# [STATED EXERCISE]
Output nothing but the lines from the line with "potted plant in the photo above." through the end of the listing below, both ends included.

(Excerpts from point annotation data)
┌──

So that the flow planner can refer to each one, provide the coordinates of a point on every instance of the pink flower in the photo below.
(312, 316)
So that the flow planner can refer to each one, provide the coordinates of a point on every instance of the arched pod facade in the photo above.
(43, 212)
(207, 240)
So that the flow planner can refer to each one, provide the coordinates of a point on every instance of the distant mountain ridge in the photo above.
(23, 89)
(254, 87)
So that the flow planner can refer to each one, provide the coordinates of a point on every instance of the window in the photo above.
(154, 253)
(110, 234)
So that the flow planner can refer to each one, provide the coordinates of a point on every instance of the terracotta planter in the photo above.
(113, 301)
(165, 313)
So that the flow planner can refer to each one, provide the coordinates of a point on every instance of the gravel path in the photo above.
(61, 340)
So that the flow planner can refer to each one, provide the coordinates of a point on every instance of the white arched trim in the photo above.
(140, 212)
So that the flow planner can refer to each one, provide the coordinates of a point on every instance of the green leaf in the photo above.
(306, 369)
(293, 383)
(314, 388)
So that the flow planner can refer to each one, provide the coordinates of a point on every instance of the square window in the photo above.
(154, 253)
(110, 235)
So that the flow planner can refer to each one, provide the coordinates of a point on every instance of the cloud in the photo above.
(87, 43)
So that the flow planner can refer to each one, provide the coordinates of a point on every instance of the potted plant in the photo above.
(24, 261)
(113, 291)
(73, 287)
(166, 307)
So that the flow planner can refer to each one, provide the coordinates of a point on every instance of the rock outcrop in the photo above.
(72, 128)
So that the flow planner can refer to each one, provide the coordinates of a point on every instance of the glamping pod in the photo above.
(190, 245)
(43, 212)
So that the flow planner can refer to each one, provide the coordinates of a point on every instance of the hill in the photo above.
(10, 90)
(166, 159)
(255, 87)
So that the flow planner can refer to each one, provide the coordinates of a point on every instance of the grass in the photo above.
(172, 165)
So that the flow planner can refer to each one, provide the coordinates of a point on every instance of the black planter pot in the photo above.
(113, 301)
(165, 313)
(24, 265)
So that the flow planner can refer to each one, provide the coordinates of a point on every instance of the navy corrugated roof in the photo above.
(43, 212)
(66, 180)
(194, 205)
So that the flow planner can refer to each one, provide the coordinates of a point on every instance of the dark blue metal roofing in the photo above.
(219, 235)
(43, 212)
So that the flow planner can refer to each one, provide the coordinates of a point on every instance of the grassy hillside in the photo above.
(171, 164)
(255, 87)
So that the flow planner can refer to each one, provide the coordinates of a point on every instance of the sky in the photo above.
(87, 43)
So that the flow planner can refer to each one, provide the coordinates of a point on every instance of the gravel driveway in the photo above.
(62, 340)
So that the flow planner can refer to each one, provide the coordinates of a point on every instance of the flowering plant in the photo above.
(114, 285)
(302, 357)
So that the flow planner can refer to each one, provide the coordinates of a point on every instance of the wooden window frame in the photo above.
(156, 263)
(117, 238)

└──

# [WRITTEN RESPONSE]
So that the flow planner can refer to each one, provide the coordinates of a point on every instance of the potted plant in the photo above.
(24, 261)
(113, 291)
(73, 287)
(166, 307)
So that the flow planner can refer to each one, provide the coordinates of a point on every instance of the rock outcrop in the photo above.
(72, 128)
So that the flow planner can refer to each one, provide the coordinates of a point on every instance of the glamping pod in the photo above.
(190, 245)
(43, 212)
So that the flow planner can refer to each one, provide the coordinates of a point on every instance of the hill in the photo above.
(10, 90)
(166, 159)
(255, 87)
So that the flow planner can refer to each one, provide the coordinates of a point on every instance of the grass in the photo above.
(172, 165)
So that the flow planner can refer to each one, provide the coordinates of a point on every instance of the black planter pot in the photo above.
(113, 301)
(165, 313)
(24, 265)
So that the flow planner can refer to each one, provide the coordinates of a point on every instance of the navy corrugated roof in the photo above.
(43, 212)
(66, 180)
(194, 205)
So that the flow planner can refer to each one, provide the coordinates of a point on every instance of the dark blue metal roofing in the photo above.
(219, 235)
(43, 212)
So that the flow planner can refer to each one, provide the coordinates of a point on every instance of the grassy hillside in the photo above.
(171, 164)
(255, 87)
So that the flow planner can refer to each one, provide the coordinates of a point on every instance of the sky in the photo above.
(87, 43)
So that the flow planner can refer to each one, provide the coordinates of a point on every instance of the gravel driveway in the photo above.
(62, 340)
So that the flow planner can refer to each one, provide the coordinates of a point on every instance of the flowering plant in the photo above.
(114, 285)
(302, 357)
So that the flow planner can refer to each one, provide the coordinates of a point on every instance of the wooden window frame in the photo above.
(156, 263)
(117, 238)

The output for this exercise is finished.